*Short exercise:* Reproduce each of the lines below verbatim and in their original order, changing no characters.
## begin Data section
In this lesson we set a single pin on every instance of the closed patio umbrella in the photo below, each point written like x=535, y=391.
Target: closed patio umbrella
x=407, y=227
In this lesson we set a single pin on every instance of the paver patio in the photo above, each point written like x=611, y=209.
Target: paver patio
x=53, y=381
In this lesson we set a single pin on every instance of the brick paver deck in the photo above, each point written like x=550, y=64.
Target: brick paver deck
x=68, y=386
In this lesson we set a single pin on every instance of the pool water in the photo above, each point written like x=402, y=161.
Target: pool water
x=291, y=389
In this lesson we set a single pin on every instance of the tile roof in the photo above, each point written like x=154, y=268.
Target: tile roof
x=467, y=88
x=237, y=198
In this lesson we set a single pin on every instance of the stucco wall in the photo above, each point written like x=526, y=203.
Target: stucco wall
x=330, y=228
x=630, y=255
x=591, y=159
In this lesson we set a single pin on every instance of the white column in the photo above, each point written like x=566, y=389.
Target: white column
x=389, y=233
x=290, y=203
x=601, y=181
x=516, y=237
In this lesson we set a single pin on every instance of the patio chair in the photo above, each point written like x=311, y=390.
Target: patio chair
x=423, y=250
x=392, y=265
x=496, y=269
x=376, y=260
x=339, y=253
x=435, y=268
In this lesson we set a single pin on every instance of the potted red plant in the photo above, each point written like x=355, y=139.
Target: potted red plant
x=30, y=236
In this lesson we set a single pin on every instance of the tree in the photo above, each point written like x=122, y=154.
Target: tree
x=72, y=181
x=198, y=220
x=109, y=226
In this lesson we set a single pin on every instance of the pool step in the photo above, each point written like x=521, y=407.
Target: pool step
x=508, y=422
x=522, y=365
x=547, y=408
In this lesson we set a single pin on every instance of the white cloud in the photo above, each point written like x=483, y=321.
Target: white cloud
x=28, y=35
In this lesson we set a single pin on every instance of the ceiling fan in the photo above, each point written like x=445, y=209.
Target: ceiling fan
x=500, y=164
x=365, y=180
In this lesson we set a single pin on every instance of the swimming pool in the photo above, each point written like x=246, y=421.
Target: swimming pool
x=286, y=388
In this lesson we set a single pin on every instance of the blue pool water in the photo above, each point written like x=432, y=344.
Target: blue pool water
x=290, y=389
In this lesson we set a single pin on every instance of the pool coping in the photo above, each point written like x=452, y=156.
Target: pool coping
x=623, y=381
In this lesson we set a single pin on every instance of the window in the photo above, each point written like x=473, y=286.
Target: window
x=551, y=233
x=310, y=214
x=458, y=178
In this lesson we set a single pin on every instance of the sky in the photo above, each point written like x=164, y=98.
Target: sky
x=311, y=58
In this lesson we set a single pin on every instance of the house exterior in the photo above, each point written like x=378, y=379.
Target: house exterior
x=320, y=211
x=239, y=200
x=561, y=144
## end Data section
*Full answer:*
In this lesson we set a single pin on every instance of the closed patio umbrella in the photo below, each point written like x=535, y=391.
Target: closed patio umbrella
x=407, y=227
In this lesson we set a single pin on every instance of the paver patio in the photo above, each point written like x=611, y=209.
Target: paver patio
x=53, y=381
In this lesson we set a single pin on every instance of the brick paver deck in the photo above, each point written like x=550, y=64.
Target: brick paver deck
x=68, y=386
In this lesson we set a single pin on every instance of the pool water in the photo above, each point written like x=402, y=161.
Target: pool water
x=291, y=389
In this lesson we set a single pin on every instance of the tile roof in the photo above, each point written like x=154, y=268.
Target: tile roof
x=467, y=88
x=237, y=198
In this lesson we set a single pin on every instance of the stucco wall in the photo above, each point written like x=526, y=203.
Target: stucco wall
x=330, y=228
x=630, y=255
x=591, y=159
In this lesson we set a single pin on every instance of the white column in the photo above, each point written like x=566, y=389.
Target: white column
x=389, y=233
x=290, y=203
x=601, y=181
x=516, y=237
In this lesson we set a single pin on every instance of the patio chair in the photo above, each point written like x=311, y=390.
Target: patio chair
x=423, y=250
x=392, y=265
x=496, y=269
x=376, y=260
x=339, y=253
x=435, y=268
In this lesson we set a single pin on every instance of the potted red plant in the photo above, each point written like x=355, y=139.
Target: potted red plant
x=30, y=236
In this lesson we set a single pin on every instance of the tree in the photo above, each point written like x=122, y=154.
Target: tree
x=72, y=181
x=198, y=220
x=109, y=226
In this lesson we set a single pin on every instance of the pool step in the photo above, each point written like x=521, y=407.
Target: pool step
x=508, y=422
x=522, y=365
x=547, y=408
In this lesson we set a single pin on every instance of the white cloud in the photo above, each point written like x=483, y=321.
Target: white cloud
x=28, y=35
In this lesson we set a single pin on every instance of the ceiling fan in the photo above, each point written like x=445, y=209.
Target: ceiling fan
x=500, y=164
x=365, y=180
In this lesson we set a single pin on every instance of the swimming pool in the photo above, each point written like x=246, y=421.
Target: swimming pool
x=286, y=388
In this lesson we set a single pin on every instance of the blue pool water in the photo above, each point written like x=432, y=344.
Target: blue pool water
x=290, y=389
In this lesson we set a single pin on every instance of the pool coping in the photo above, each point written like x=452, y=156.
Target: pool coping
x=623, y=381
In this lesson we set a single pin on every instance of the window in the photo above, each point written like x=473, y=286.
Target: window
x=551, y=233
x=310, y=214
x=458, y=178
In this lesson we set a single pin on every instance of the sky in the photo above, each point written like x=164, y=98.
Target: sky
x=311, y=58
In this lesson we set a single pin on every instance of the house exterior in the photo above, each point written like x=378, y=379.
Target: house exterior
x=320, y=211
x=239, y=200
x=561, y=144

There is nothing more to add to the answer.